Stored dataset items
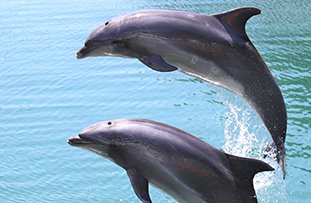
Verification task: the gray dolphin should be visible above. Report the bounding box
[76,7,287,176]
[68,118,274,203]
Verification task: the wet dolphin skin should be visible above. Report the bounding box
[68,118,274,203]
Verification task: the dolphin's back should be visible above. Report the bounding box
[108,9,234,46]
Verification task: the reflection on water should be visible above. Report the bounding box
[0,0,310,202]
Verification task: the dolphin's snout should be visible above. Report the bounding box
[68,134,92,146]
[76,46,88,59]
[76,52,83,59]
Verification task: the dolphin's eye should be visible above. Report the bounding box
[107,121,112,125]
[105,21,109,25]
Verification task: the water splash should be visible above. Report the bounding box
[222,101,287,203]
[223,102,259,156]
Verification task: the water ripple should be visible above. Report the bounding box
[1,0,310,202]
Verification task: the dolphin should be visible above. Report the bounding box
[76,7,287,176]
[68,118,274,203]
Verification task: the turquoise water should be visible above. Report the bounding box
[1,0,310,202]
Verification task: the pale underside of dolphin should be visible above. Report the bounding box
[76,7,287,177]
[68,118,274,203]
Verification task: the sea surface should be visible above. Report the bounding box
[1,0,310,202]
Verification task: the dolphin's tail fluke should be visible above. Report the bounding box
[276,143,286,179]
[279,154,286,179]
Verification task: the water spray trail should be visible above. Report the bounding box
[222,101,287,202]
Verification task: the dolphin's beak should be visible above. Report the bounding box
[68,135,92,146]
[76,46,88,59]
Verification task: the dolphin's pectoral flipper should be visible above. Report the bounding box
[138,55,178,72]
[225,153,274,202]
[127,169,152,203]
[214,7,261,41]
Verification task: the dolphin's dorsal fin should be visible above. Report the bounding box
[127,169,152,203]
[214,7,261,41]
[225,153,274,201]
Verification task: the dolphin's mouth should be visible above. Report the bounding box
[68,135,92,146]
[76,46,89,59]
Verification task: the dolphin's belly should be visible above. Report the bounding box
[162,48,245,96]
[146,165,240,203]
[134,153,206,202]
[137,149,238,203]
[147,170,208,203]
[151,182,206,203]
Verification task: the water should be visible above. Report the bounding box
[0,0,310,202]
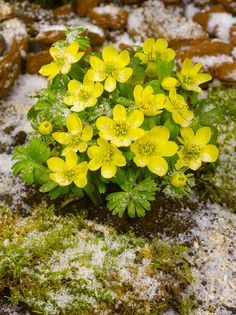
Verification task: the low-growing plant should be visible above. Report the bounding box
[12,29,220,217]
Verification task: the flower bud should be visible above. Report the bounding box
[171,173,187,187]
[161,77,179,90]
[38,121,53,135]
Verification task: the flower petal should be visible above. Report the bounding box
[113,152,126,167]
[96,116,113,132]
[47,157,65,172]
[93,82,104,97]
[65,150,78,168]
[143,38,155,53]
[39,63,60,80]
[147,156,168,176]
[196,73,212,84]
[157,141,178,157]
[115,67,133,83]
[102,45,119,62]
[90,56,103,69]
[153,38,168,52]
[180,127,195,143]
[133,155,149,167]
[104,76,116,92]
[127,109,144,127]
[82,125,93,141]
[134,85,143,101]
[189,158,202,171]
[50,173,71,186]
[101,162,117,178]
[52,132,69,145]
[117,50,130,68]
[66,41,79,54]
[86,69,106,82]
[74,175,87,188]
[194,127,211,145]
[202,144,219,162]
[77,141,88,153]
[113,104,126,121]
[68,80,81,94]
[87,146,101,159]
[181,58,193,75]
[150,126,170,143]
[66,113,82,134]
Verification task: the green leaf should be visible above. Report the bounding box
[195,100,222,125]
[118,83,133,99]
[72,186,84,198]
[39,181,58,193]
[156,59,175,81]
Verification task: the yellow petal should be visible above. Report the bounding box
[52,132,69,145]
[181,58,193,75]
[87,145,101,159]
[97,138,110,149]
[147,156,168,176]
[113,104,126,121]
[47,157,65,172]
[74,175,87,188]
[127,109,144,127]
[86,69,106,82]
[150,126,170,143]
[115,67,133,83]
[202,144,219,162]
[143,38,155,53]
[90,56,103,69]
[134,52,148,64]
[66,113,82,134]
[133,155,149,167]
[68,80,81,94]
[113,152,126,167]
[128,127,145,140]
[180,127,195,143]
[189,159,202,171]
[196,73,212,84]
[39,63,60,80]
[192,63,202,74]
[96,116,113,132]
[117,50,130,68]
[50,173,71,186]
[101,162,117,178]
[161,77,179,90]
[143,86,153,98]
[155,94,166,108]
[134,85,143,101]
[162,48,175,62]
[102,45,118,62]
[82,125,93,141]
[157,141,178,157]
[65,150,78,168]
[88,157,103,171]
[74,51,84,62]
[49,47,60,59]
[61,63,72,75]
[194,127,211,145]
[93,82,104,97]
[104,76,116,92]
[153,38,168,52]
[77,141,88,153]
[66,41,79,54]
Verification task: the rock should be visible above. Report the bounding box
[230,24,236,46]
[0,0,15,21]
[212,62,236,83]
[121,0,145,4]
[32,30,66,48]
[13,131,27,146]
[0,40,21,100]
[193,5,226,31]
[217,0,236,14]
[76,0,101,17]
[0,35,6,56]
[26,50,52,74]
[13,1,54,23]
[53,4,73,16]
[89,4,128,30]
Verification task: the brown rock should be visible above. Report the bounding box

* **Aim of the exercise**
A verbatim copy of the entries, without the pictures, is what this task requires.

* **Answer for this exercise**
Verification task: the gray dolphin should be visible above. Report the bounding box
[76,7,287,176]
[68,118,274,203]
Verification task: the wet dolphin skin should be visible above. Report the bounding box
[68,118,274,203]
Verification task: the dolphin's back should be visible above. Report the bounding box
[108,9,234,46]
Verification task: the reflection on water should be visible above. Report the bounding box
[0,0,310,202]
Verification task: the dolphin's snout should be visible above. Report the bounding box
[68,134,92,146]
[76,46,88,59]
[76,52,83,59]
Verification task: the dolphin's eye should be visible above. Report the bounding box
[107,121,112,125]
[105,21,109,25]
Verification task: the water splash should be visible above. Report the bounding box
[222,101,287,203]
[223,102,259,156]
Verification task: the water ripple should be visible above. Report the bounding box
[1,0,310,202]
Verification task: the dolphin should be visible above. Report the bounding box
[76,7,287,176]
[68,118,274,203]
Verification task: the turquoise water should be visible above. Report the bounding box
[1,0,310,202]
Verification task: the pale underside of dolphin should be visible above. Report the bounding box
[76,7,287,177]
[68,118,274,203]
Verification task: the sea surface should be visible above. Report the bounding box
[1,0,310,202]
Verification task: the dolphin's tail fluke should be visible above. Report the bounding box
[276,143,286,179]
[279,154,286,179]
Verification task: the water spray trail should be visible above. Report the bounding box
[222,101,287,202]
Verification task: the dolphin's beak should be visible above. Report the bounding box
[68,135,92,146]
[76,46,88,59]
Verification task: the dolphin's pectoral flipper should be visible above. Report the bounding box
[138,55,178,72]
[225,153,274,202]
[127,169,152,203]
[214,7,261,41]
Verification task: the dolphin's dorsal fin should be visible above. Report the bounding box
[127,169,152,203]
[214,7,261,41]
[225,153,274,201]
Verification task: the dolphin's mouth should be visible above. Report the bounding box
[68,135,92,146]
[76,46,89,59]
Verification task: the dolphin's belly should be visible above. Report the bounding box
[162,48,245,96]
[146,165,240,203]
[134,153,206,202]
[137,149,238,203]
[147,170,208,203]
[151,182,206,203]
Verification task: the water should be visible above. Report the bounding box
[0,0,310,202]
Verification task: the low-growing plant should be visible above. Report the bounding box
[12,29,220,217]
Verification task: the flower bud should be visible above. Report the bounding box
[171,173,187,187]
[161,77,179,90]
[38,121,53,135]
Verification task: the flower petal should be visible above. Report the bounding box
[113,152,126,167]
[96,116,113,132]
[47,157,65,172]
[93,82,104,97]
[65,150,78,168]
[143,38,155,53]
[39,63,60,80]
[147,156,168,176]
[196,73,212,84]
[157,141,178,157]
[115,67,133,83]
[102,45,119,62]
[90,56,103,69]
[153,38,168,52]
[180,127,195,143]
[133,155,149,167]
[104,76,116,92]
[127,109,144,127]
[82,125,93,141]
[134,85,143,101]
[189,158,202,171]
[50,173,71,186]
[101,162,117,178]
[52,132,69,145]
[117,50,130,68]
[66,41,79,54]
[86,69,106,82]
[74,175,87,188]
[194,127,211,145]
[202,144,219,162]
[77,141,88,153]
[113,104,126,121]
[68,80,81,94]
[87,146,101,159]
[181,58,193,75]
[150,126,170,143]
[66,113,82,134]
Verification task: the green leaf should be visible above. Report the bounding box
[195,100,222,125]
[118,83,133,99]
[72,186,84,198]
[39,181,58,193]
[156,59,175,81]
Verification task: the yellow petal should be visible above. Report the bounding box
[52,132,69,145]
[181,58,193,75]
[87,145,101,159]
[97,138,110,149]
[147,156,168,176]
[113,104,126,121]
[47,157,65,172]
[74,175,87,188]
[127,109,144,127]
[86,69,106,82]
[150,126,170,143]
[115,67,133,83]
[202,144,219,162]
[143,38,155,53]
[90,56,103,69]
[134,52,148,64]
[66,113,82,134]
[133,155,149,167]
[68,80,81,94]
[113,152,126,167]
[128,127,145,140]
[180,127,195,143]
[189,159,202,171]
[196,73,212,84]
[39,63,60,80]
[192,63,202,74]
[96,116,113,132]
[117,50,130,68]
[50,173,71,186]
[101,162,117,178]
[161,77,179,90]
[143,86,153,98]
[155,94,166,108]
[134,85,143,101]
[162,48,175,62]
[102,45,118,62]
[82,125,93,141]
[157,141,178,157]
[65,150,78,168]
[88,157,103,171]
[74,51,84,62]
[49,47,60,59]
[61,63,72,75]
[194,127,211,145]
[93,82,104,97]
[104,76,116,92]
[153,38,168,52]
[77,141,88,153]
[66,41,79,54]
Verification task: the rock should be visible above. Report the bounding box
[230,24,236,46]
[0,0,15,21]
[212,62,236,83]
[121,0,145,4]
[32,30,66,48]
[13,131,27,146]
[0,40,21,100]
[193,5,226,31]
[217,0,236,14]
[76,0,101,17]
[0,35,6,56]
[26,50,52,74]
[13,1,54,23]
[53,4,73,16]
[89,4,128,30]
Verification task: the brown rock should be visible above. Report the bounding box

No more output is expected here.